## EXERCISE PROMPT:
Please carry the travel account of Laguardia below further, picking up right after its last sentence.

Laguardia, population 1500, sits at the top of a hill, its tightly packed stone buildings enclosed by massive stone walls. From the walls are views of the valley below and the Sierra de Cantabria mountain range behind it. The town is surrounded by vineyards on all sides, there are bodegas everywhere. The core of the economy in Laguardia focuses on the world of viticulture, Laguardia is the capital of one of the most famous wine regions of Spain, Rioja Alavesa. Basque speakers call the town 'Guardia'.
Iglesia San Juan Mirador on west side of town
The town itself is totally pedestrianized, very narrow streets (about 3 streets run the length of the town, a few more short cross streets; the town is very narrow). You can walk up and down every street in less than an hour.
During its tumultuous medieval past, the rock beneath the streets was carved into a maze of tunnels for shelter and escape routes when the town was under attack. Today some of these house wine cellars. There is the Romanesque church of San Juan Bautista at the one end of the village and the church of Santa María de los Reyes at the other, originally probably a Templar monastery. Next to it is the Tower of Santa Maria, which has a Gothic façade with a portico finished in the fourteenth century. It is one of the few preserved polychrome portals in Spain. The tower can be climbed for great views (€2). In the center of town is Plaza Mayor, a tiny square with arcaded buildings on both sides, both the old and new town halls. The old town hall has a clock, which opens up and automated figures perform a regional dance.
Walls on eastern side of town Promenade and view from it on western side of town
There’s a nice promenade around the tip of the town, benches, tree shaded, great views. A little square near the church of Santa Maria had an interesting sculpture – two bronze tables, one filled with bronze shoes and the other with bronze bags/suitcases/backpacks. It’s by Koco Rico titled 'Viajeros/Bidaiariak Izenekoa' (“Travelers”) “The basic idea of this sculpture is the journey and the evocation of it (of the land that leaves us and of which we leave) reflect on how an object related to traveling, such as shoes or a suitcase, can make us relive different situations and moments.” It was lovely.
Tower next to Santa Maria and view from it
There were two or three touristy shops, a few wine stores, a couple of butchers and bakeries and one small grocery store where, in addition to groceries and produce, you could purchase all types of wine, including some unlabeled Rosé for €1.49 a bottle. We couldn’t resist, although the corkscrew we had to buy to get into the wine cost three times as much as the wine did. It was at least as good as your average Rosé. While we were there we put together a picnic dinner an ate on our balcony, just meters from the church and town walls and watched the stone change color as the sun went lower. Then we walked over to the mirador on the western edge of town for sunset.
The view of the sun setting over the mountains from the promenade was spectacular and in the warm evening the town came alive with people of all ages, children playing games and riding tricycles, parents and grandparents enjoying wine or dinner at one of the restaurants lining the streets, or just sitting in the main plaza.
The drive from Laguardia to Puente La Reina is pretty straightforward. Mostly stayed on the N roads, which followed the Camino. Saw a good number of walkers. Passed a few cute stone villages. Watched as the Camino went along the road and then would cut through fields for a while and reappear on the road. Slightly hilly, mostly wheat fields and vineyards. Not un-pretty landscape, but would get bored after a few hours of what takes more like a few days to walk. The route goes through Logorno and a few other sizeable towns, which are easily passed in a car but walking through them didn’t look like fun.

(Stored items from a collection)
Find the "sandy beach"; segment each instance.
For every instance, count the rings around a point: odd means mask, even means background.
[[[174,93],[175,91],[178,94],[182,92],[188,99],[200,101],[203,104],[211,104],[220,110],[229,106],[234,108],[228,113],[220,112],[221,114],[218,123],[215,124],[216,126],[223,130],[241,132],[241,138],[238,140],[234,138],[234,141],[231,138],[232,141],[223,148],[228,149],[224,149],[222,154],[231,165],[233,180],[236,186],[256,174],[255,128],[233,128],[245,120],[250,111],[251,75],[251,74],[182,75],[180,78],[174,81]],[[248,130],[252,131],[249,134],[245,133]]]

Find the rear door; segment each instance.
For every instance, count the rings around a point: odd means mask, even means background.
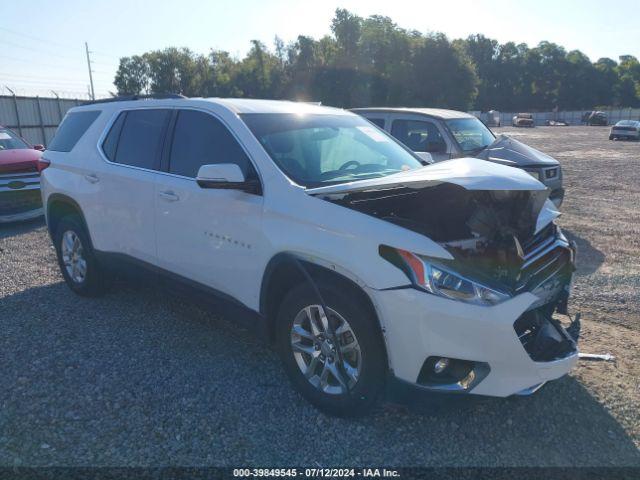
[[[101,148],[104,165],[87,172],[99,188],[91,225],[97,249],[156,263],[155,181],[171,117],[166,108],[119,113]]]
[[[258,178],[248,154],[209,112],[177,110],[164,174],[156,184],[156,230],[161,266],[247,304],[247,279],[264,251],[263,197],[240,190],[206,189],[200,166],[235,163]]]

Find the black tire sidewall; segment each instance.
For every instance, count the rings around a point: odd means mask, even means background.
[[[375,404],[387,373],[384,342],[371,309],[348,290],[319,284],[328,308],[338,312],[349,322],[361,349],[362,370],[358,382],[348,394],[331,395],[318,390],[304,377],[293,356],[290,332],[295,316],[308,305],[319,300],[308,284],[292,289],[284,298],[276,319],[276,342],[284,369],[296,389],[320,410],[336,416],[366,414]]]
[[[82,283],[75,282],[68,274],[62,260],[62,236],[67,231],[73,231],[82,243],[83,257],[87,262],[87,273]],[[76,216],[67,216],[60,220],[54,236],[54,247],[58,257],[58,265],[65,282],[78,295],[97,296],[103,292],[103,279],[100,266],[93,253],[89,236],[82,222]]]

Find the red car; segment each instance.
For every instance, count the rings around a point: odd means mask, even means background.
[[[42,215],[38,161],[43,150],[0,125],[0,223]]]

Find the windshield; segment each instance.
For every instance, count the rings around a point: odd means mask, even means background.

## FINAL ANSWER:
One very picturesque stone village, Sansol sits just where the Camino leaves the road and goes off into hayfields
Puente La Reina [Camino Frances]
The six arched medieval bridge has carried multitudes of pilgrims over the river. Over the centuries they approached from Roncesvalles to the north and Aragon to the east and then united to take the one main route, Camino Francé, west to Santiago de Compostela. Their first stop here was at the late Romanesque Iglesia del Crucifijo, erected by the Knights Templar. In Spanish literally the "bridge of the Queen”. Queen Muniadona, wife of King Sancho III built the six-arched bridge over the Río Arga for the use of pilgrims on their way to Santiago. The bridge, Puente de los Peregrinos, is Romanesque and reflects beautifully in the river.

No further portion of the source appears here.